Texte à examiner:
....................
Une antalgie efficace est nécessaire non seulement pour le confort du malade, mais aussi pour l'assurance d'une ventilation adéquate, d'une mobilisation précoce et d'une réduction des complications cardiovasculaires [9].
 
La sternotomie est assez douloureuse, bien qu’elle le soit moins qu’une thoracotomie. Près de la moitié des patients se plaint de douleurs sévères ; 62% ont très mal lors des mouvements et 78% lors d’expectorations ou de physiothérapie respiratoire [16]. Sur une échelle analogique visuelle de 0 à 10 (VAS), ils se situent en moyenne au niveau 4-5 pendant les 2 premiers jours et au niveau 3 du 3ème au 6éme jour [18]. La douleur de la sternotomie est liée à plusieurs phénomènes: incision proprement dite, coagulation, éventuelle fracture sternale ou costale, rétraction et dislocation de l'articulation chondrocostale postérieure, dissection du lit de l'artère mammaire interne [4]. En plus de la sternotomie, les sites de prélèvements vasculaires (veine saphène interne, artère radiale) et les passages de drains sont également la cause de douleurs importantes. A cela s'ajoute les myalgies et les douleurs articulaires secondaires à l'installation sur la table d'opération. 
 
Outre une sédation adéquate (dexmédétomidine, perfusion de propofol à bas débit, midazolam), le confort est assuré par une analgésie postopératoire intense qui peut revêtir différentes formes médicamenteuses [2,9,11,18].
 
  • Opiacés : il n’y a pas de différence significative entre les différences substances; le choix dépend des habitudes locales. La technique la plus efficace est la PCA (patient-controlled analgesia); la moins chère est la morphine.
    • Morphine: 0.02 mg/kg/h < 65 ans, 0.01 mg/kg/h > 65 ans.
....................
Entrées stockées du jeu de données:
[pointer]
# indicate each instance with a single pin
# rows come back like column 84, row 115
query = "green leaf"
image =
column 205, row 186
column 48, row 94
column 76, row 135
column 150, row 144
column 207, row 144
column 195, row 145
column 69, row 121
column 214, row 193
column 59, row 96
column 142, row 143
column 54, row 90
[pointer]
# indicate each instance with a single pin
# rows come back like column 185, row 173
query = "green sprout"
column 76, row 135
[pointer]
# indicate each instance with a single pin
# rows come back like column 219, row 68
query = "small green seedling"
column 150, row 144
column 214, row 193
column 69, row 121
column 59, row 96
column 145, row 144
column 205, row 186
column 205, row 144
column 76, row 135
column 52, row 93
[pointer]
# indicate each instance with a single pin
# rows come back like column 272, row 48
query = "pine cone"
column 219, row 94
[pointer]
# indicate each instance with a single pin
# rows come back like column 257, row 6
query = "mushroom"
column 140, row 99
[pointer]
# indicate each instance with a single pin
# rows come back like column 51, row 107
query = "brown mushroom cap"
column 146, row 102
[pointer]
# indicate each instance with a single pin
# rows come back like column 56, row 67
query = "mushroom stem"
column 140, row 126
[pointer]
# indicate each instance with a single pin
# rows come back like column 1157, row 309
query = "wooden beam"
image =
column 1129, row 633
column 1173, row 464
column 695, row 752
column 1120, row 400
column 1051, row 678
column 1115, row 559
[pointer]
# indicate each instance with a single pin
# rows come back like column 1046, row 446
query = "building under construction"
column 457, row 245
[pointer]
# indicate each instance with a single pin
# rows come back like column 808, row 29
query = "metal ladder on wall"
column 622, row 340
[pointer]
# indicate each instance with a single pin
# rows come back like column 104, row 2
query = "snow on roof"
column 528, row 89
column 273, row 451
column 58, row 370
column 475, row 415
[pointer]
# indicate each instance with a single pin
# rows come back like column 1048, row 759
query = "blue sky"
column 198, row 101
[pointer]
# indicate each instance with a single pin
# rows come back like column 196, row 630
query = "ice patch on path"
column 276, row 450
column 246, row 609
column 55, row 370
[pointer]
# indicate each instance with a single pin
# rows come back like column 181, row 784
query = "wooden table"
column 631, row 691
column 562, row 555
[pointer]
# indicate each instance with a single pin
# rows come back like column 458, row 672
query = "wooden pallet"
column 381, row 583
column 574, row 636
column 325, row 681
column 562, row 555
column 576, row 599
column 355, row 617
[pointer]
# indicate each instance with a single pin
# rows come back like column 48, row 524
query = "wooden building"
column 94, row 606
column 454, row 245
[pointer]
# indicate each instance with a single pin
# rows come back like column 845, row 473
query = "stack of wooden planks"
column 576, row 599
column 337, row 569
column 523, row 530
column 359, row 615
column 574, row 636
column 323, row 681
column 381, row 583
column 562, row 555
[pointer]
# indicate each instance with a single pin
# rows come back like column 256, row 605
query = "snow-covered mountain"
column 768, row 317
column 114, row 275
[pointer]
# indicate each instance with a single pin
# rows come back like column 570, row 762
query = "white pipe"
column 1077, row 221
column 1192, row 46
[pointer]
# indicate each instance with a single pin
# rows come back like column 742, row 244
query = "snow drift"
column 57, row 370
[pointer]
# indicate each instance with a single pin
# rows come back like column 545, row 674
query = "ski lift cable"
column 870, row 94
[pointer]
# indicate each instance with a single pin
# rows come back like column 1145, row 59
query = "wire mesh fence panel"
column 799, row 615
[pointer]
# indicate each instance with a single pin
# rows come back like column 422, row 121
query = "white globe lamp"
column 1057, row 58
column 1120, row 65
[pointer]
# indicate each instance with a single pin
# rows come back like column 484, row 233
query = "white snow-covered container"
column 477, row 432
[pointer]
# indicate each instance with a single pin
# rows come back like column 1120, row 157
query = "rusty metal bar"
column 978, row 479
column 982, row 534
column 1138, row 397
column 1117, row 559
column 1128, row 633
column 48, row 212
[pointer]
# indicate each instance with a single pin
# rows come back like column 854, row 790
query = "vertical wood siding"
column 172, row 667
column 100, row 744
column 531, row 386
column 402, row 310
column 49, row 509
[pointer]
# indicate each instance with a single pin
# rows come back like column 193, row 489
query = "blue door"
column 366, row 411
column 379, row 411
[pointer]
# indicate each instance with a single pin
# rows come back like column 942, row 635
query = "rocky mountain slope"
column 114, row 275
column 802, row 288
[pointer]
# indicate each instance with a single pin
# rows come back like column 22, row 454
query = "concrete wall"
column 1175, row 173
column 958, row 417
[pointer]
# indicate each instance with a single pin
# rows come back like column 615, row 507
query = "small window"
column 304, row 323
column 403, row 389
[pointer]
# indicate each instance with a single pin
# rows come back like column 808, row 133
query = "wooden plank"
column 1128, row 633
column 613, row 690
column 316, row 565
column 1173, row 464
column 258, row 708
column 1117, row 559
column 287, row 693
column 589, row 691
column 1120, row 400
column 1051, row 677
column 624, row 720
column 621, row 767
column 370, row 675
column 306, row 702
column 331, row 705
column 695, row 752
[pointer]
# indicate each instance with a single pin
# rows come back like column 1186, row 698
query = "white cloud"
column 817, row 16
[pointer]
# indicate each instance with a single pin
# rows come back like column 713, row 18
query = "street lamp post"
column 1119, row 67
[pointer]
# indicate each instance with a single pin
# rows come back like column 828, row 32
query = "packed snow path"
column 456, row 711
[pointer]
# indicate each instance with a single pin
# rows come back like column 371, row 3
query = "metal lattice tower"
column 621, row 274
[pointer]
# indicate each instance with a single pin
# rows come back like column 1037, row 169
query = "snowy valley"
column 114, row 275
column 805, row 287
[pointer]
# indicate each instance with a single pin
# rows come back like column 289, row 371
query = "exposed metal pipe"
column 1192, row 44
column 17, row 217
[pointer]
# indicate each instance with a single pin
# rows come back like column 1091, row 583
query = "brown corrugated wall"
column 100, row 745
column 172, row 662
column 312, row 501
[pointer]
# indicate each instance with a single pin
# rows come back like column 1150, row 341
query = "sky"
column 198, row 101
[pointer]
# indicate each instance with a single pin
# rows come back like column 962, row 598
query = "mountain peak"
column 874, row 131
....................
Objectif de l'exercice:
Rédigez la suite du texte sur l'antalgie après sternotomie, en reprenant après sa dernière ligne.

Réponse rédigée:
    • PCA: fentanyl (bolus 10 mcg, perfusion 1 mcg/kg/h), rémifentanil (bolus 0.25-0.5 mcg/kg, perfusion 3 mcg/kg/h).
  • Opioïde: oxycodone (Targin®), 10-40 mg/12 heures per os.
  • Analgésiques non-morphiniques : bien que moins efficaces que les opiacés, de nombreuses substances intraveineuses et orales sont utilisables. Les protocoles varient selon les institutions.
    • Tramadol (Tramal®), 100 mg iv 3-4 x/24 heures.
    • Kétorolac (Toradol®, inhibiteur COX-1) 30 mg iv 3x/24 heures; dose maximale: 90 mg/24 heures pendant 2 jours.
    • Paracétamol, 1 g iv toutes les 6-8 heures.
    • Kétamine (Ketalar®), 10-20 mg/h en perfusion.
    • AINS oraux: acide méfénamique, ibuprofen, etc ; les anti-COX-2 sont à éviter car ils augmentent significativement le risque cardiovasculaire [19].
    • Dexmédétomidine (Dexdor®), 0.2-1.0 mcg/kg/h en perf; cet α-2 agoniste a un effet sédatif et co-analgésique qui permet de diminuer les doses d'opiacés. Il réduit l'incidence de délire postopératoire, mais il induit une bradycardie et une hypotension [21].
    • Gabapentine en doses progressives : commencer avec 100 mg 2x/j et augmenter jusqu’à 2'400 mg/j maximum. La gabapentine est un antiépileptique plutôt réservée aux douleurs neurogènes ou chroniques, mais elle diminue jusqu'à 60% les besoins en antalgique sans impact significatif sur la sédation ou le délai d'extubation [15].
    • Alternative à la gabapentine : prégabaline, 50 mg 3x/j, jusqu’à 600 mg/j.
  • Anxiolyse; comme le stress et l'angoisse favorisent le ressenti douloureux, les sédatifs sont co-analgésiques.
    • Propofol, 1.5 mg/kg/h.
    • Dexmédétomidine 0.2-0.7 mcg/kg/h; ne cause pas de dépression respiratoire.
    • Midazolam 1-4 mg/h; de préférence chez les malades encore intubés; efficace mais retarde l'extubation et augmente le risque de délire chez les personnes âgées. 
Les techniques d'analgésies loco-régionales comprennent de multiples facettes qui vont de l'infiltration locale à la péridurale. Elles sont concentrées sur les douleurs d’origine thoracique, mais n’ont malheureusement aucun effet sur celles liées aux prélèvements vasculaires périphériques, à l'exception des opiacés intrathécaux. Comme les patients de chirurgie cardiaque sont anticoagulés en cours d'intervention, leur risque principal est celui de l'hémorragie. Il est faible dans les blocs de champs, mais dramatique à l'intérieur du canal rachidien, où son incidence probable est de 1:3'600 cas [14,17].
 
  • Blocs de champ et infiltrations loco-régionales; réalisés en fin d'intervention, ils diminuent le besoin en opiacés et sont particulièrement utiles dans les protocoles d'extubation précoce.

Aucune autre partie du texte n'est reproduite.